La storia di Mattia, il primo Italiano con chip sottopelle: «Li uso per pagare e aprire le serrande, ma un giorno cureranno l’Alzheimer»
Potrebbe sembrare fantascienza ma i chip sottocutanei esistono già, e c’è chi ha già deciso di farsene installare non uno, non due, ma ben cinque. È il caso di Mattia Coffetti, 35 anni, specializzato in sicurezza informatica di Rodengo Saiano, in provincia di Brescia, che ha dotato il proprio corpo di funzioni che nel 2023 rimangono appannaggio quasi esclusivo di smartphone e altri dispositivi elettronici. Il 35enne ha iniziato nel 2019, facendosi installare un chip Nfc-rfid. Il primo in Italia a fare una cosa del genere. Il dispositivo funziona sfruttando un protocollo molto diffuso (lo stesso che consente di pagare ai Pos tramite smartphone, ad esempio) e consente al 35enne di aprire porte e serrande automatizzate, ma anche di registrare i propri «dati medici, la carta d’identità, il badge di lavoro e il profilo LinkedIn», pronti per essere condivisi, ha spiegato il giovane all’edizione bresciana del Corriere della Sera. Coffetti ha poi un chip per l’autenticazione dei dati bancari, mentre due sono quasi un sfizio personale. «Il terzo microchip è un magnete che attrae i metalli e permette, per esempio, di catturare le viti in modo da non perderle mentre si fa qualche lavoro; il quarto microchip è un led e se lo avvicini a una sorgente elettrica si illumina».

=== ATTIVITÀ RICHIESTE ===
1. Riassumi in due frasi il brano sui chip sottocutanei.
2. Prosegui il brano sui chip sottocutanei a partire dall'ultima frase riportata.
Le voci riportate più avanti costituiscono un materiale a sé, distinto dal brano sui chip sottocutanei.

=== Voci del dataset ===
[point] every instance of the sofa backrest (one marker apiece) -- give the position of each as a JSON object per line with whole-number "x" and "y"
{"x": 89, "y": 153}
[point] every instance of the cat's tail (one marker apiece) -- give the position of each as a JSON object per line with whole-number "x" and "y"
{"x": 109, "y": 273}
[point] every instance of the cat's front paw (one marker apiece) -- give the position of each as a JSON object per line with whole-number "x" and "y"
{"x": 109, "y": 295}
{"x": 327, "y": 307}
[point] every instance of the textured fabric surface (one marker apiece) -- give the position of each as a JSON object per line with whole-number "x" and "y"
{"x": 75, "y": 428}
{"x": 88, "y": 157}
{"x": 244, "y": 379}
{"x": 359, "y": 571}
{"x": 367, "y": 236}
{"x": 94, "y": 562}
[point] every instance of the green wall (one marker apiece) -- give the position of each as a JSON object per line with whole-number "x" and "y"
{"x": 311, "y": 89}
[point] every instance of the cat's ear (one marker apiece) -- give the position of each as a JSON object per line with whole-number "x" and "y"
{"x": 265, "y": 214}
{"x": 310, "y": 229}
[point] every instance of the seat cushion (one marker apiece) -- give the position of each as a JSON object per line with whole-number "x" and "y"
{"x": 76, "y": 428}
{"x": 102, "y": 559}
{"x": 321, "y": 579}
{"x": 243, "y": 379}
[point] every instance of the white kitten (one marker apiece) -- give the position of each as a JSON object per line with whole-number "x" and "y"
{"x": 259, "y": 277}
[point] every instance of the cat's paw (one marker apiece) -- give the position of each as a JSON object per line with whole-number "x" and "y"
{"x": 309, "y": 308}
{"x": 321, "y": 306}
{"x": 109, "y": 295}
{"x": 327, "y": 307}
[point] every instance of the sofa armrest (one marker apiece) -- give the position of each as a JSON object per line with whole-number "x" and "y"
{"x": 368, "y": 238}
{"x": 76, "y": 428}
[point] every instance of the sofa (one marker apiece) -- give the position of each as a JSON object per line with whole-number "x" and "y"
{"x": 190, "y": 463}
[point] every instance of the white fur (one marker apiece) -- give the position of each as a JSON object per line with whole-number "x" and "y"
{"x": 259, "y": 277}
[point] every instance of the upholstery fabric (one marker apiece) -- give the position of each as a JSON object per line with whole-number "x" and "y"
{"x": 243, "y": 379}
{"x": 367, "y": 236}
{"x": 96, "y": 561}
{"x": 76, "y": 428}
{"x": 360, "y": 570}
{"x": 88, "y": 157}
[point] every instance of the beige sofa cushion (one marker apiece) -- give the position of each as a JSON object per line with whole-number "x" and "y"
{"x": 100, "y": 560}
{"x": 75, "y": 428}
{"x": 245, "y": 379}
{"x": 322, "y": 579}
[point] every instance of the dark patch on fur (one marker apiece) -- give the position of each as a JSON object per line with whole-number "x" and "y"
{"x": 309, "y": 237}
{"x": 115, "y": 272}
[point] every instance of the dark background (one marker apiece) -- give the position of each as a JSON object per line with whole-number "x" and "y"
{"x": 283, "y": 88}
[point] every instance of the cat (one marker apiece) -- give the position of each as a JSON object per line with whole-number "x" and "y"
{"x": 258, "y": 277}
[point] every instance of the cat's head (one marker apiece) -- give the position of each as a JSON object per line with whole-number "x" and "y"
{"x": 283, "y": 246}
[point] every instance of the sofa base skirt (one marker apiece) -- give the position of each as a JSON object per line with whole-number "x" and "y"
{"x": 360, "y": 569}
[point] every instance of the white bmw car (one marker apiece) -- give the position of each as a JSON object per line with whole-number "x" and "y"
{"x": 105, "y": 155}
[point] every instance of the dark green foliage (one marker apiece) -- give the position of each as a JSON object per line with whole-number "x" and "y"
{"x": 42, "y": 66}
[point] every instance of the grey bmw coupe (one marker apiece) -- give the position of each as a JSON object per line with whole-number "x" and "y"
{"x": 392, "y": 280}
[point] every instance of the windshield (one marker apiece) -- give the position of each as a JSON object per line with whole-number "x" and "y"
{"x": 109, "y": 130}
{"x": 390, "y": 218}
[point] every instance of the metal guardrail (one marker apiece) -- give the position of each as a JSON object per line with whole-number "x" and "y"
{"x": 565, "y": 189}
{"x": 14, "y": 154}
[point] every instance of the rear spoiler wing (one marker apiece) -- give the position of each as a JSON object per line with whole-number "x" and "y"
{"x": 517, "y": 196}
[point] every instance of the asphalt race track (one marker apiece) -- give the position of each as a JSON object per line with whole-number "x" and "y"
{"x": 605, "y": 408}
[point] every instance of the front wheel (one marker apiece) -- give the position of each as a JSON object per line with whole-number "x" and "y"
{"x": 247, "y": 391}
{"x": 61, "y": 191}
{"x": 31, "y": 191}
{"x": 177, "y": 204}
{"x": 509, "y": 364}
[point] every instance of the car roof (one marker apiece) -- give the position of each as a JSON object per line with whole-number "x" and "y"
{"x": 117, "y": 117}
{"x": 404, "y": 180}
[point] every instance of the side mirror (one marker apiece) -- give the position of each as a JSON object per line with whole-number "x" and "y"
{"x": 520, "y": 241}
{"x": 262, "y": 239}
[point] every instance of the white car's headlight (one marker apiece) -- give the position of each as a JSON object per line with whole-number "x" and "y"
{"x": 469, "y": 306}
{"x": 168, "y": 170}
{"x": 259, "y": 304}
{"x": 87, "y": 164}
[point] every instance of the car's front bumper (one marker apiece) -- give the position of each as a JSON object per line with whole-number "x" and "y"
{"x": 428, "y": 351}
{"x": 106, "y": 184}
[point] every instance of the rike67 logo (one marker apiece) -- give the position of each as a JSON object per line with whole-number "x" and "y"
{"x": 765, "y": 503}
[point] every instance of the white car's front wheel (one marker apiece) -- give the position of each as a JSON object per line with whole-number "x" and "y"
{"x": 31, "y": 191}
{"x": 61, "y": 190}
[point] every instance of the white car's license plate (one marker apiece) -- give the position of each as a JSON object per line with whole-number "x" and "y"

=== RISULTATI DELLE ATTIVITÀ ===
1. Mattia Coffetti, 35 anni, specializzato in sicurezza informatica e originario di Rodengo Saiano, in provincia di Brescia, ha cinque chip sottocutanei e ha cominciato nel 2019 con un chip Nfc-rfid, primo in Italia a farlo. Questo chip gli consente di aprire porte e serrande automatizzate e di registrare dati come quelli medici e la carta d'identità, mentre altri chip servono all'autenticazione dei dati bancari, ad attrarre i metalli come un magnete e a illuminarsi come un led vicino a una sorgente elettrica.

2.
Il costo dei chip sottocutanei e le prospettive future
L’ultimo, poi, funge sostanzialmente da conto prepagato: «Lo uso per pagare e lo attivo tramite un applicazione dello smartphone. E’ semplice da utilizzare, visto che lo ricarichi come semplice postepay e fai i tuoi pagamenti», ha aggiunto. I costi di acquisto e installazione di questi dispositivi avveniristici, racconta, non sono proibitivi: «Dagli 80 ai 100 euro, invece quello per scambiare dati e aprire porte intorno ai 150 euro e l’ultimo che ho installato, ovvero per effettuare i pagamenti, l’ho pagato 200 euro». «Li compro su internet – ha aggiunto il giovane informatico – e poi ci sono dei centri autorizzati che collaborano con le aziende che li vendono e te li impiantano. Tipo un piercing». Quelli di Coffetti è un primo passo che anticipa quello che Elon Musk cerca di fare con la sua Neuralink, startup che punta a installare chip nel cervello umano per curare condizioni come la cecità e le paralisi. Coffetti, guarda già al futuro: «Mi auguro – conclude Mattia – che queste integrazioni uomo-tecnologia possano essere ancora più al servizio della collettività e della salute. Mi piacerebbe che riuscendo a mappare il nostro cervello, riuscissimo ad andare a risolvere malattie neurodegenerative, come Parkinson e Alzheimer, con strumenti e modalità d’azione ad ampio raggio».